The required result is every line of the records that includes "Target".

[[ Given records, beginning ]]

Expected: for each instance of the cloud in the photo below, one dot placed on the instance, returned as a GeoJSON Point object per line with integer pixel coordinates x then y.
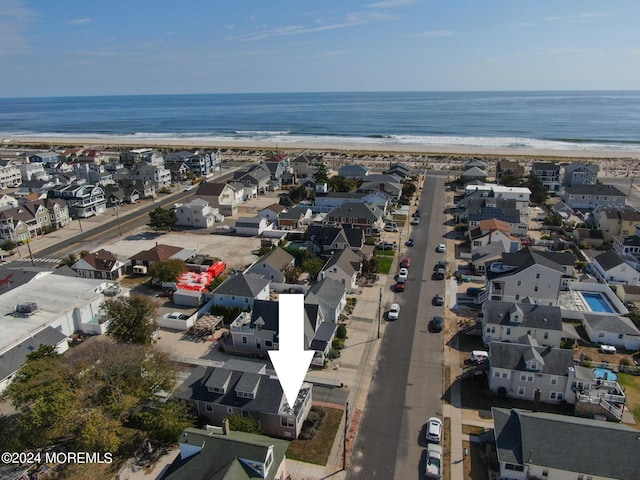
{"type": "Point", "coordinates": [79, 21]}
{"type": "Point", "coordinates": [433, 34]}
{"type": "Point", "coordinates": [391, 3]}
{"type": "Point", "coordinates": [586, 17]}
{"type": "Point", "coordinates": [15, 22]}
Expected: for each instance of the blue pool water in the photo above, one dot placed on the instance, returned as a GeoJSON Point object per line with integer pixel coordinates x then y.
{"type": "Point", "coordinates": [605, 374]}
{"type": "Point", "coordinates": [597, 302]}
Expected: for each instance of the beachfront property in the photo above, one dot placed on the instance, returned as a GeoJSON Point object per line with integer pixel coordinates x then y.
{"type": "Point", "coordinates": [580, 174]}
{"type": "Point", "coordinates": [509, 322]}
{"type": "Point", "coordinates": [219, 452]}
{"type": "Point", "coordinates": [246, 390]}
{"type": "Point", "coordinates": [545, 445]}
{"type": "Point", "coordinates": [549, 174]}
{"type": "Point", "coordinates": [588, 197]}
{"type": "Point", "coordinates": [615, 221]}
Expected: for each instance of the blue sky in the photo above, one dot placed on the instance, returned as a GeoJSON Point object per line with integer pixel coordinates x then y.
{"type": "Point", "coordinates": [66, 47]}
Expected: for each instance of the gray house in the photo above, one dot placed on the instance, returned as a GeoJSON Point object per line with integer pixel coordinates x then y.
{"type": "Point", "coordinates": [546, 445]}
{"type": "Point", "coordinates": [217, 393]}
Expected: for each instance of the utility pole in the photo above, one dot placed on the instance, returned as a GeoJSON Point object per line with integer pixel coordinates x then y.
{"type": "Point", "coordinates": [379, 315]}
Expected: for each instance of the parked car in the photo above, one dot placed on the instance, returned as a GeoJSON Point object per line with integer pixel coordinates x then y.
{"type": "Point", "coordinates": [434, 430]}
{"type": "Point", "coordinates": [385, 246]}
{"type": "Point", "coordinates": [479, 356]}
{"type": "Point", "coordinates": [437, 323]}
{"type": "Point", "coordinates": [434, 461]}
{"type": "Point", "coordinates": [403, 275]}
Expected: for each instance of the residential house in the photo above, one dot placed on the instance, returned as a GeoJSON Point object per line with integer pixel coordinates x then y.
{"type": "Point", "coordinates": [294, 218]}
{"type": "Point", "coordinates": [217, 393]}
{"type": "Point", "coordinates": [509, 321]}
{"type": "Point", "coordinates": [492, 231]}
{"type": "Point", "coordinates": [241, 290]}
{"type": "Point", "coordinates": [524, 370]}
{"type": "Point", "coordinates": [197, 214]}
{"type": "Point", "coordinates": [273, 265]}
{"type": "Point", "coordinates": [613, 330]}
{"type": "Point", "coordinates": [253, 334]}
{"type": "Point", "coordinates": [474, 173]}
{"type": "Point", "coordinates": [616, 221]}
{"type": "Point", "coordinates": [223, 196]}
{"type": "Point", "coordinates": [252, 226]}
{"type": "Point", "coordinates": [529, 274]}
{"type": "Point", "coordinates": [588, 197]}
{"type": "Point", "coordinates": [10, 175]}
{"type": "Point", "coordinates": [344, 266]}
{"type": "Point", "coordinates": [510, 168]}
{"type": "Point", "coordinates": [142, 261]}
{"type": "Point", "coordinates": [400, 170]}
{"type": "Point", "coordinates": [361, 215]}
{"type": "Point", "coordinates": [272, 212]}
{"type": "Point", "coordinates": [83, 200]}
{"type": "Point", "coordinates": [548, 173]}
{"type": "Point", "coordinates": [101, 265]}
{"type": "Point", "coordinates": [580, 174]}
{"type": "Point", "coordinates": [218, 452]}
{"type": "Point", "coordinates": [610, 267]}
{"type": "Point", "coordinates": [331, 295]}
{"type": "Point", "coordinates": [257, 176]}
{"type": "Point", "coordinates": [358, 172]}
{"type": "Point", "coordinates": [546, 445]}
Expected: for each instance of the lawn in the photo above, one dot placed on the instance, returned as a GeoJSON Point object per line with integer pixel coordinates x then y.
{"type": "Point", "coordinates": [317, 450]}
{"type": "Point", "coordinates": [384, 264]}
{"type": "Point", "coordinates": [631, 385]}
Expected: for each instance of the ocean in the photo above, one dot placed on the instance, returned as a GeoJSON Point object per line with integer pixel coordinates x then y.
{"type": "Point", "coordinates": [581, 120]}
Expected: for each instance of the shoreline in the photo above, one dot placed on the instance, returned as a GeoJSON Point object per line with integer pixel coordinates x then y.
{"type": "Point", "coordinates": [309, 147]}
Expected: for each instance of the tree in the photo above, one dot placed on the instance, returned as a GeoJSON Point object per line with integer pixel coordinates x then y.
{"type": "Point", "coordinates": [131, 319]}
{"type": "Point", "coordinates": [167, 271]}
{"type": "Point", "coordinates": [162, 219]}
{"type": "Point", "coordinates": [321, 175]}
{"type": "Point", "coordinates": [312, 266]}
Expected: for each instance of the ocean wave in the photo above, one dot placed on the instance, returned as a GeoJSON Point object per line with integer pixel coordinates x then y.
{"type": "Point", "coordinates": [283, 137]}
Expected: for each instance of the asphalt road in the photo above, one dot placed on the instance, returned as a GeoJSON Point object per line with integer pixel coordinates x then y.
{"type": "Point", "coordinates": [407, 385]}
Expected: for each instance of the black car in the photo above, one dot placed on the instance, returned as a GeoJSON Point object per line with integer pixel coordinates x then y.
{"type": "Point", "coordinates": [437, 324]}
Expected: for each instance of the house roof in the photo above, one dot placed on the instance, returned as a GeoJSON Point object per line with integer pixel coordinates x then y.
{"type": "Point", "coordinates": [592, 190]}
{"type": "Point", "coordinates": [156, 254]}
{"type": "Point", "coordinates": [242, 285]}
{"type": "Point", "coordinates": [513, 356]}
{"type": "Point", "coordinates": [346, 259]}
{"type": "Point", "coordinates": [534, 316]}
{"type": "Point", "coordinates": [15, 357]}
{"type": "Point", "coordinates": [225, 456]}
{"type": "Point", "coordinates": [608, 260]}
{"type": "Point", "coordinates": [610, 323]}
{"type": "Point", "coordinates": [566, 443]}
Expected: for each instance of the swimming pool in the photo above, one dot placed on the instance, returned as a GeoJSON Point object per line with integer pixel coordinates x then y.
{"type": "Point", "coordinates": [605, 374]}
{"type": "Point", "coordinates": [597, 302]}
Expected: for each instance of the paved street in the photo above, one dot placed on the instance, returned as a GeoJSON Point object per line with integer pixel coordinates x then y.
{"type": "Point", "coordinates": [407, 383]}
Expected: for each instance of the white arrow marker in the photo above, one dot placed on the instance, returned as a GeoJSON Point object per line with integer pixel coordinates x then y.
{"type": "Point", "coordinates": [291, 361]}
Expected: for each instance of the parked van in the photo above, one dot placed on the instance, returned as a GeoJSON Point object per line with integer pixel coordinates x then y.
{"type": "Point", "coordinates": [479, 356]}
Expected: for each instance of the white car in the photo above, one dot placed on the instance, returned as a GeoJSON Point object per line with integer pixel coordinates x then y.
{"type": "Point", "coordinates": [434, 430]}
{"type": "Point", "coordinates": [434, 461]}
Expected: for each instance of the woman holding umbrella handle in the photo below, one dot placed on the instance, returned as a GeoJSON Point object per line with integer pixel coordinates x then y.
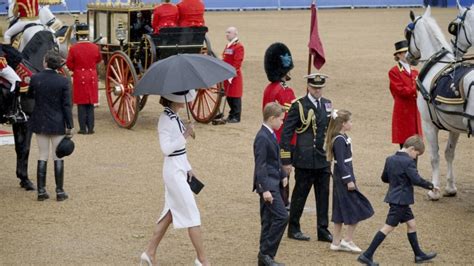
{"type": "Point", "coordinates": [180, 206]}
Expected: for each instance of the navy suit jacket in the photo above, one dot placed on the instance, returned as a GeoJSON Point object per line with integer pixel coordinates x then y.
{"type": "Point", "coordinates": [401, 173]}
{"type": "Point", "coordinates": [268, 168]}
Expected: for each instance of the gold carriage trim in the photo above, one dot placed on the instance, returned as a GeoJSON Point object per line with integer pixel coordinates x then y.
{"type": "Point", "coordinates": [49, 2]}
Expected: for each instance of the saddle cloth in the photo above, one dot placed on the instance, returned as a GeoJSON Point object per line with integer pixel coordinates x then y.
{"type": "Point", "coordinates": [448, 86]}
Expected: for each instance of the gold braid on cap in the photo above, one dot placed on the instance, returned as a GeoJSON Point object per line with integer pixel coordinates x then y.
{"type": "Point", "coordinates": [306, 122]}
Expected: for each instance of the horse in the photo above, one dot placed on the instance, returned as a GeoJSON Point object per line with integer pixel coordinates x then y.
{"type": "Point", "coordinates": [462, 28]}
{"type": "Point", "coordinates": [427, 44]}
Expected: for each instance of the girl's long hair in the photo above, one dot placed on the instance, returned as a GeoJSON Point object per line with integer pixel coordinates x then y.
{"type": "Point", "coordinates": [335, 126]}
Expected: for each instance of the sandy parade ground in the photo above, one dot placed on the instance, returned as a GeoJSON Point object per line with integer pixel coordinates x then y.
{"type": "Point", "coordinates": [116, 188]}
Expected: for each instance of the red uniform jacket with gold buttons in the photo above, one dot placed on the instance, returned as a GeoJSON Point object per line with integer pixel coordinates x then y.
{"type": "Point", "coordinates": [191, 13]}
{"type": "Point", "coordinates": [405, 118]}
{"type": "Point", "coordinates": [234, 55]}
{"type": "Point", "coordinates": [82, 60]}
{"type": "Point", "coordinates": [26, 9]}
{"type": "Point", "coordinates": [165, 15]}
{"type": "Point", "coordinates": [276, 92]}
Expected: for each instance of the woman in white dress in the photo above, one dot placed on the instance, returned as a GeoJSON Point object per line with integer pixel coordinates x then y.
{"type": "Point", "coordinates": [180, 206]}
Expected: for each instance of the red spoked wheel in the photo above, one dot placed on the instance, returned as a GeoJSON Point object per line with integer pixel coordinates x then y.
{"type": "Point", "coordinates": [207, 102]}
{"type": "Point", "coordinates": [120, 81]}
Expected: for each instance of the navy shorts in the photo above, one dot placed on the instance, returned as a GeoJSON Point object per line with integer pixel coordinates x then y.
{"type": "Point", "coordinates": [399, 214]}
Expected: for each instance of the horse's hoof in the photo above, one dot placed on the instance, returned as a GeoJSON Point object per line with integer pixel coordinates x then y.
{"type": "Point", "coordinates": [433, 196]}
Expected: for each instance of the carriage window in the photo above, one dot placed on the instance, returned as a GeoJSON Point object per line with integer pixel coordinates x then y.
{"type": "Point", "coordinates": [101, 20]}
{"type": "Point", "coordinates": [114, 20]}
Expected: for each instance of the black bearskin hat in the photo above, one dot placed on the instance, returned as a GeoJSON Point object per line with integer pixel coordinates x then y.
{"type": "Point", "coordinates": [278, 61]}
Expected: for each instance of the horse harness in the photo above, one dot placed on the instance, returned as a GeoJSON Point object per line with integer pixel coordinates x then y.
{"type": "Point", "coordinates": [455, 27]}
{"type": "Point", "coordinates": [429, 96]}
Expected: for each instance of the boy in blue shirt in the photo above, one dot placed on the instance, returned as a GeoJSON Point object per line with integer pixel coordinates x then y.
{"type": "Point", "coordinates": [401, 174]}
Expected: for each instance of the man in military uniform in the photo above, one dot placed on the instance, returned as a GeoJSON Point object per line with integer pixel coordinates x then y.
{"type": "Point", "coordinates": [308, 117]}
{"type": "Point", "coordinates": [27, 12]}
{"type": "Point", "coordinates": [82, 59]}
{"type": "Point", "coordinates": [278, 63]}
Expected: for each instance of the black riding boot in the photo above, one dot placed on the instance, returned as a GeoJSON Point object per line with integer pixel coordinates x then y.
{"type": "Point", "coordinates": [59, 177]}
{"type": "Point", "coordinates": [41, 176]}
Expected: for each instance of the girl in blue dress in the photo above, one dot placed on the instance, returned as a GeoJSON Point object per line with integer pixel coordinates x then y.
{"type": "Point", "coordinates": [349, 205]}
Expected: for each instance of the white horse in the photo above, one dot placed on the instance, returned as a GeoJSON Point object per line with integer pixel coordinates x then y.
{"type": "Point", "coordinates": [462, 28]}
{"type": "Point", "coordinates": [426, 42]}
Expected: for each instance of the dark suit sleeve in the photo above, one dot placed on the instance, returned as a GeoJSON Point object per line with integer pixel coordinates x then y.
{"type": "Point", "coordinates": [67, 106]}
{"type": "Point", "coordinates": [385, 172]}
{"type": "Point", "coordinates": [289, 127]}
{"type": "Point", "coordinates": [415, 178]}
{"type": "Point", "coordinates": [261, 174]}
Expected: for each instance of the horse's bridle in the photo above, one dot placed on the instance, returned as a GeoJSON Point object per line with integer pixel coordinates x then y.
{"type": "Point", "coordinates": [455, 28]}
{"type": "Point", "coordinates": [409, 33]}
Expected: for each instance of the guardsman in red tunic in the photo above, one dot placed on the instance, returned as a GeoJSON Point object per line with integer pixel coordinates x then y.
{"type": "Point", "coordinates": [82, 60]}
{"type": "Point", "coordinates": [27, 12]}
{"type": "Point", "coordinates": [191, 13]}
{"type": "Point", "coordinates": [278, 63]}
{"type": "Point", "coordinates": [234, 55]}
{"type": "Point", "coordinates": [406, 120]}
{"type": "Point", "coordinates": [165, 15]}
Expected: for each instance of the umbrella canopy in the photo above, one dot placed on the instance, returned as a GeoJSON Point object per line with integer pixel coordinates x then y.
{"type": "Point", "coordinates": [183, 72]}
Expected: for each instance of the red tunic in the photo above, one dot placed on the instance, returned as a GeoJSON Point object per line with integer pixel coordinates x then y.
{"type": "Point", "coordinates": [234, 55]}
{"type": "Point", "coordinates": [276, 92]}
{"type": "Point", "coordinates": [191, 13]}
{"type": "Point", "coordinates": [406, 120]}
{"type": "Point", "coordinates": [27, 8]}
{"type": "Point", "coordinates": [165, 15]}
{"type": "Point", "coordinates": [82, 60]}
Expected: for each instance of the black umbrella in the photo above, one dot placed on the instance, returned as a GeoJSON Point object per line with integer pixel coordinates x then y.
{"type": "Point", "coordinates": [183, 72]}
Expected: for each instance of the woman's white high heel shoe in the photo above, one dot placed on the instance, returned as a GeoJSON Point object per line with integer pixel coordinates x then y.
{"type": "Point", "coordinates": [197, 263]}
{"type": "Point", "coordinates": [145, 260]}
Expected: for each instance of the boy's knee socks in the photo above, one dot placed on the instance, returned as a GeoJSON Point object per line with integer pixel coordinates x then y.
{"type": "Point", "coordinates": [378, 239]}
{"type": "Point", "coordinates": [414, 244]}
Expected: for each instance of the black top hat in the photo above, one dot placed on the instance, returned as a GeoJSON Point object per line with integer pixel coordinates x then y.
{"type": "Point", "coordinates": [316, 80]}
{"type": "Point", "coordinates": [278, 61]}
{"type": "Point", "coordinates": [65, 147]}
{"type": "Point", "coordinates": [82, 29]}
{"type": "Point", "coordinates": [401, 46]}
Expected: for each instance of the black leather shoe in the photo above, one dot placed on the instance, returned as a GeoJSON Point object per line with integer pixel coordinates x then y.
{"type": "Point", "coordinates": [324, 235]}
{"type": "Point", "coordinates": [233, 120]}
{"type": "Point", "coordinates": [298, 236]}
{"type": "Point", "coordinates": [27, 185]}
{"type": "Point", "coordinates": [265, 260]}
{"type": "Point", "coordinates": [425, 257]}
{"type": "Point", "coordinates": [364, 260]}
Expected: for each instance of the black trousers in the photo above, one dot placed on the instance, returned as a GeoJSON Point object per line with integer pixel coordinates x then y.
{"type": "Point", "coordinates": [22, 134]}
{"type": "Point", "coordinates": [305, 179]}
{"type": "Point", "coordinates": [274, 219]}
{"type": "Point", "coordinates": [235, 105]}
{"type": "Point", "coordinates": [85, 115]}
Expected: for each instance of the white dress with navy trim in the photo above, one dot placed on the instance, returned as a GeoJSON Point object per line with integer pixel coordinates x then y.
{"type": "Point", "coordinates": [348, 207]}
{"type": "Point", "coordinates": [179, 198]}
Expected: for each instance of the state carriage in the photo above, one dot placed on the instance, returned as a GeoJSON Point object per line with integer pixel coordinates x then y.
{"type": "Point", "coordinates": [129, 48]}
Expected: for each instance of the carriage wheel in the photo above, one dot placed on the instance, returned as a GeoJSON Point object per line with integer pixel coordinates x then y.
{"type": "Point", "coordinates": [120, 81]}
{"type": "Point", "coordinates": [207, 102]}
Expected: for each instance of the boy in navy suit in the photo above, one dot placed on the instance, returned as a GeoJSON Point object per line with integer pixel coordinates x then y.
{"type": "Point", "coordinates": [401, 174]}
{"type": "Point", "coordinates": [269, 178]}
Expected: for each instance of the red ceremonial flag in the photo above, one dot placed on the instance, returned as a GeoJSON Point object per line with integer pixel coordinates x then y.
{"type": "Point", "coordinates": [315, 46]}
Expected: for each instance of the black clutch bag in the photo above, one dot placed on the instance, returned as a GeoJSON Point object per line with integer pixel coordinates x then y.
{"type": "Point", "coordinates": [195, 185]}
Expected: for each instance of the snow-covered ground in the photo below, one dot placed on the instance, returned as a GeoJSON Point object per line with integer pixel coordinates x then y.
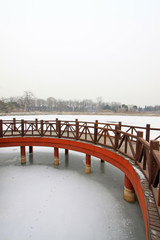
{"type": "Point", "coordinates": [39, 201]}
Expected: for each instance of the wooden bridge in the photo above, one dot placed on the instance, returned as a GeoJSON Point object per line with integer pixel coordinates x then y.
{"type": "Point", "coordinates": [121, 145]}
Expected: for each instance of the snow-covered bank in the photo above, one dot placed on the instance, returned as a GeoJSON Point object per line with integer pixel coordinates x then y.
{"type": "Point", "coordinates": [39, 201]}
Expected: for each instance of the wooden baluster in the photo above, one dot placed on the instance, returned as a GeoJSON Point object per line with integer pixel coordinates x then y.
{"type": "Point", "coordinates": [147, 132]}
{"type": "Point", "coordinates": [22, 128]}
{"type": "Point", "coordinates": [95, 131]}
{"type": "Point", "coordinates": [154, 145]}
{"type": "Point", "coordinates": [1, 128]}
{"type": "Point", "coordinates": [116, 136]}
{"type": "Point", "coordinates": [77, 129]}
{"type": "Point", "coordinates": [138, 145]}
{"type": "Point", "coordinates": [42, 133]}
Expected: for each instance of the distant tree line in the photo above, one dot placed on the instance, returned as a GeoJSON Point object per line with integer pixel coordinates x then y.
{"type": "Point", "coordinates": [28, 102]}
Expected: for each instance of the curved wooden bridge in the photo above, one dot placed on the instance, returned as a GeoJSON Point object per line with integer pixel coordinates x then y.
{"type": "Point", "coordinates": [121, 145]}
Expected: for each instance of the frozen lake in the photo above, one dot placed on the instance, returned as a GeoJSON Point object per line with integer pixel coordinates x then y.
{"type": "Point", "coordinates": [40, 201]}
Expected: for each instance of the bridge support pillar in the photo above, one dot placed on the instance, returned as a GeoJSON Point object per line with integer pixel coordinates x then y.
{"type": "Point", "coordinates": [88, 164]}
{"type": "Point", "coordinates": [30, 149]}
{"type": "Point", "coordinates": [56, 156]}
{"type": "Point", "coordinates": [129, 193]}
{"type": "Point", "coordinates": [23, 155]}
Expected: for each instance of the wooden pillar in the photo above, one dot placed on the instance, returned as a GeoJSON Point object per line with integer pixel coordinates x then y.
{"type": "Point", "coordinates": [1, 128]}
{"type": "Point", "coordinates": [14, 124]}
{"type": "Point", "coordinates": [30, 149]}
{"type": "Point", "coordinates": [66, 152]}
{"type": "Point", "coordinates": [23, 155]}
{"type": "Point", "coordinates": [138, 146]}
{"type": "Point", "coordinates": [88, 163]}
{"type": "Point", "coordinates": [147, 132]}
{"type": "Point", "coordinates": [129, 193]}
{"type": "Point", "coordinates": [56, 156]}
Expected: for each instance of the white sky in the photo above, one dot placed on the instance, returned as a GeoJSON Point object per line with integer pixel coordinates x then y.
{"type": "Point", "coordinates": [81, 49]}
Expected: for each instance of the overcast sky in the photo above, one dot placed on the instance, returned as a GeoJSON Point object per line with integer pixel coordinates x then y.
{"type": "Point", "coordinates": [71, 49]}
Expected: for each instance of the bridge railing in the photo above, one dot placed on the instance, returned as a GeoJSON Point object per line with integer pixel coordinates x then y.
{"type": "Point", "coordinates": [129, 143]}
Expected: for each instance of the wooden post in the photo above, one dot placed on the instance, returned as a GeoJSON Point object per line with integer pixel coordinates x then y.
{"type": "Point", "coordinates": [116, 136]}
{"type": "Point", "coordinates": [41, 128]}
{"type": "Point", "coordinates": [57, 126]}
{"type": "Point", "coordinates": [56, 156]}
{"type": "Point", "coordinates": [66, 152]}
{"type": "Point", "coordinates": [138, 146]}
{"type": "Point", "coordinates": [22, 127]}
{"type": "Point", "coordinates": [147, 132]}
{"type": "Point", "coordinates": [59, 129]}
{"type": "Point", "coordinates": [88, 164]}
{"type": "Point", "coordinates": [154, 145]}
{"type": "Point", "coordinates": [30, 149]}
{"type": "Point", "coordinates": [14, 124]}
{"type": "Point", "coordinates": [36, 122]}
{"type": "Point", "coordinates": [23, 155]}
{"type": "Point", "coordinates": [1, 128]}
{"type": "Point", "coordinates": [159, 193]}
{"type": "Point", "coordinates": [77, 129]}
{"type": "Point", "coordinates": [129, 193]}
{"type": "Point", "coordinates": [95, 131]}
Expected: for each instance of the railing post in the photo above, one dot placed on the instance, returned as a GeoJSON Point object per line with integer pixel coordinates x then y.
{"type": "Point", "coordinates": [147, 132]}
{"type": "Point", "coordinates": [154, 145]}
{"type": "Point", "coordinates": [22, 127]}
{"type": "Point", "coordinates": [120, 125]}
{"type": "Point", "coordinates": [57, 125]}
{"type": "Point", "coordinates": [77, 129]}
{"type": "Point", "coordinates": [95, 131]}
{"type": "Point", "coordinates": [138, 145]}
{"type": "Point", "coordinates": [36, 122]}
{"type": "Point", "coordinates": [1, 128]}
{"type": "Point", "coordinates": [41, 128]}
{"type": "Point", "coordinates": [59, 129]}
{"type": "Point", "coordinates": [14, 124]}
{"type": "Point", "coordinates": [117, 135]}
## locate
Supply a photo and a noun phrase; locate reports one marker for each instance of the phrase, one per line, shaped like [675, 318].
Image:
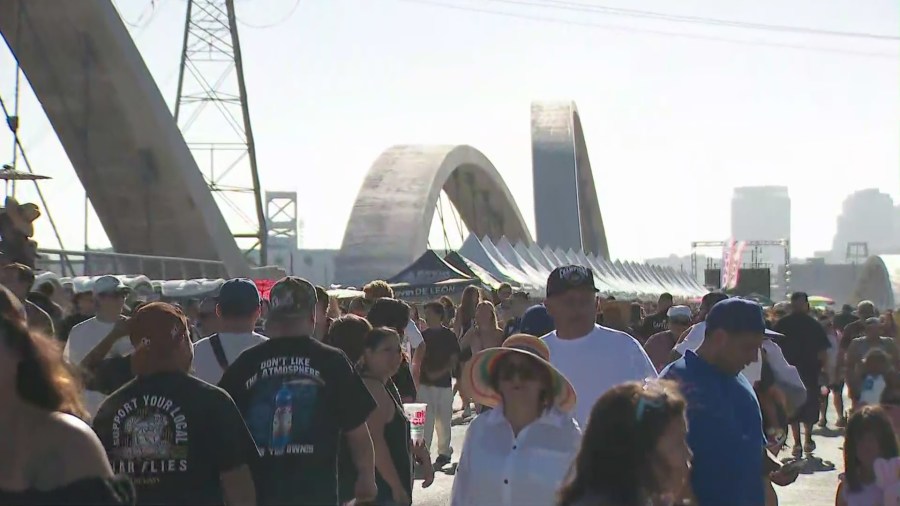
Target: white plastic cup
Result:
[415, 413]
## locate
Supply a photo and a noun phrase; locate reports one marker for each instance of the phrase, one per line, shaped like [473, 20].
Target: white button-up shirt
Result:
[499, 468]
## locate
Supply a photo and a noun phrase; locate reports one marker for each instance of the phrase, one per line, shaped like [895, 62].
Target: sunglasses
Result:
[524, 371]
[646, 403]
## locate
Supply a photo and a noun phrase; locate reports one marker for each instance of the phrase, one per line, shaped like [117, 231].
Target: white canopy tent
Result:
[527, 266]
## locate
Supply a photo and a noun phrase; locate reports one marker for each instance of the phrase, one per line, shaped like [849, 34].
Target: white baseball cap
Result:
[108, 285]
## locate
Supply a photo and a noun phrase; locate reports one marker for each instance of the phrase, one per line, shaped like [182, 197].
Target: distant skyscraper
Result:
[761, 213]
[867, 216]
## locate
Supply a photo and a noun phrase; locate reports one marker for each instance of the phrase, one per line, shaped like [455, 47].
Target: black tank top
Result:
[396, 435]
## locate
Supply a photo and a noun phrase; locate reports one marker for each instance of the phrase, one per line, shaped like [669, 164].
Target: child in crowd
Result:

[[ Given records, end ]]

### [Answer space]
Target: white plastic cup
Target: white button-up shirt
Target: sunglasses
Target: white canopy tent
Target: white baseball cap
Target: distant skyscraper
Target: black tank top
Target: child in crowd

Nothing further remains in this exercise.